This is part one of a two part series on a hurricane that approached a small town in Oaxaca, Mexico, two weeks ago. Part two may be published at a later date.

The day before the hurricane, we woke up without electricity, cell service, and internet, just like we had slept the day before. The weather seemed torrential, like there was a great fury the sky intended to unleash, and it finally found its moment. The day would be filled with occurrences, big and small, that all felt important as I pondered how very far away from home I am in distance and context.

The carreta (coffeemaker) that the posada (furnished rooms for rent) manager gave us wouldn’t work. The electric hot plates wouldn’t work either. All the frozen liquid in the mini fridge had melted and was on the floor. I went to get a cup of coffee from the panaderia (bakery). 

Brisellea was working, and I had my coffee and a day-old pastry, since due to the weather, the pastry delivery was not coming. With a lull in the patrons of the bakery for a moment, I chatted with Brisellea a little more than usual. I’m sure we would’ve had a much more robust conversation had other patrons not come in. I like to sit on the sidewalk outside with my coffee and since it was wet, Brisellea offered me her stool. 

I wouldn’t call it a morning rush, as it isn’t always like that, but slowly people came in looking for coffee, pastries, and electricity, as likely the electricity was out where they were staying too. It was out all across the town. There was somehow a sense of beautiful town familiarity there at the panaderia this morning, accentuated by the circumstances and a slight sense of panic in the air that also somehow also felt okay to be with.

We met a variety of people that day, including an unhoused man from Chiapas named Miguel. Miguel is unlike the unhoused I’ve experienced in the US. While his clothing and confident request to a stranger for a cup of coffee made it clear he does not have a building for a home, he struck me as a man living off of the earth rather than someone struggling with mental instability and addiction, like I’m used to seeing in the unhoused in the US. He had a commanding presence as he told a young Chilango (person from Mexico City) to get him a cup of coffee, which the man couldn’t help but respond to with anything other than “si senor.” Immediately, I liked Miguel.

It was also undeniable that our differences would cause us to not fully understand each other, not just due to our differing languages but due to the conflicting natures of the contexts of our lives. But that still did not stop me from seeing him as my elder when I asked him “senor, quieres un pancito?” (Sir, would you like a pastry?), and from having a chat with him. He held a machete and had a trash bag tied to himself, with a piece of it made into a hat. It was quite clever. Miguel to me seemed rugged and real. I saw him this morning in the town for what seemed to be the first time. And I would lay the reasoning for that in the context of the beautiful place we’re in. But also the hurricane.

* * * * * * * * *

▸ Work to do:
1. List every Spanish word or phrase in the hurricane account that has an English explanation in parentheses after it, and give each explanation.
2. Extract the hurricane account word for word, beginning at the words that have "It was also" and stopping after "also the hurricane.".
Rely only on the hurricane account and nothing outside it.

* * * * * * * * *

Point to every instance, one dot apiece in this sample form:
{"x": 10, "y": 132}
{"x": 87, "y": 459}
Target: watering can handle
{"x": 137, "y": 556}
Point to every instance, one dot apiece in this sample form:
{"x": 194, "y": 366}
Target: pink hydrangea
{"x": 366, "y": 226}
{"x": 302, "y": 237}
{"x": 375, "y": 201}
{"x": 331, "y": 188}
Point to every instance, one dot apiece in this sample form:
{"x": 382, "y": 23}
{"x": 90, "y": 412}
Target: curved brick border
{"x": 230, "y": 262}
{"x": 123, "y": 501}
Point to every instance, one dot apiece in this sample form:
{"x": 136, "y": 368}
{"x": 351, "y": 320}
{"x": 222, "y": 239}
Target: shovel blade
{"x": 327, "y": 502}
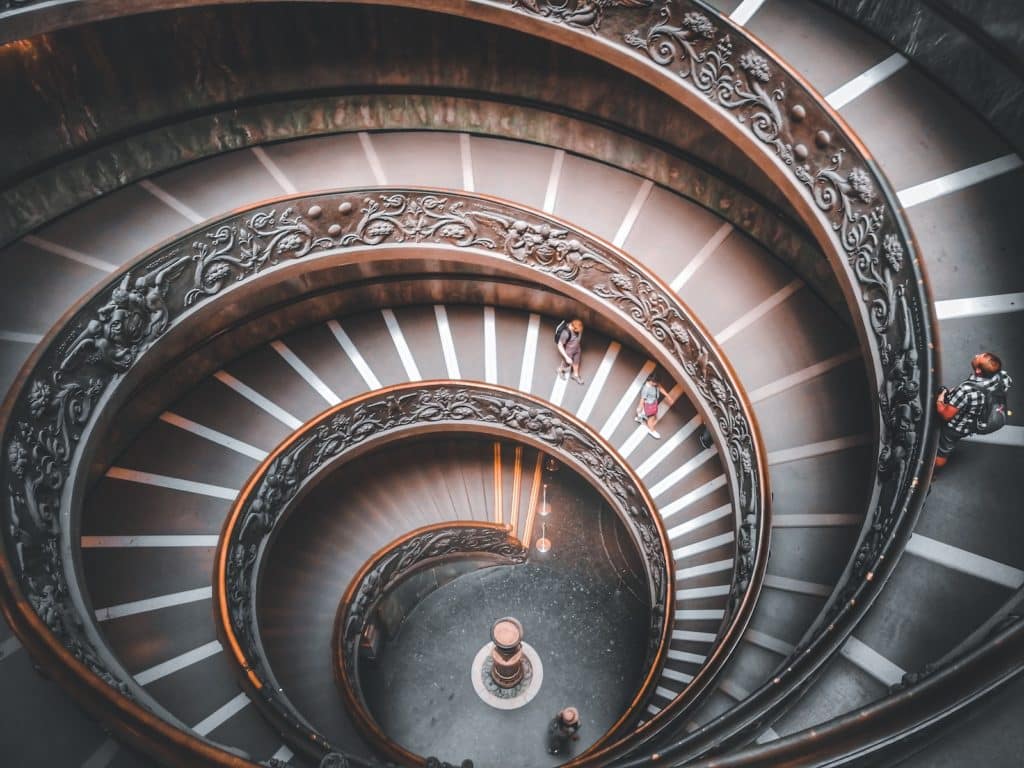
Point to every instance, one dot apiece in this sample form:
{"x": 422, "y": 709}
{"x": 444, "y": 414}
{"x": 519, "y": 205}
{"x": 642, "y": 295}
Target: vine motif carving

* * * * * * * * *

▸ Exercise responses:
1.
- carreta: coffeemaker
- posada: furnished rooms for rent
- panaderia: bakery
- Chilango: person from Mexico City
- "senor, quieres un pancito?": Sir, would you like a pastry?

2.
It was also undeniable that our differences would cause us to not fully understand each other, not just due to our differing languages but due to the conflicting natures of the contexts of our lives. But that still did not stop me from seeing him as my elder when I asked him “senor, quieres un pancito?” (Sir, would you like a pastry?), and from having a chat with him. He held a machete and had a trash bag tied to himself, with a piece of it made into a hat. It was quite clever. Miguel to me seemed rugged and real. I saw him this morning in the town for what seemed to be the first time. And I would lay the reasoning for that in the context of the beautiful place we’re in. But also the hurricane.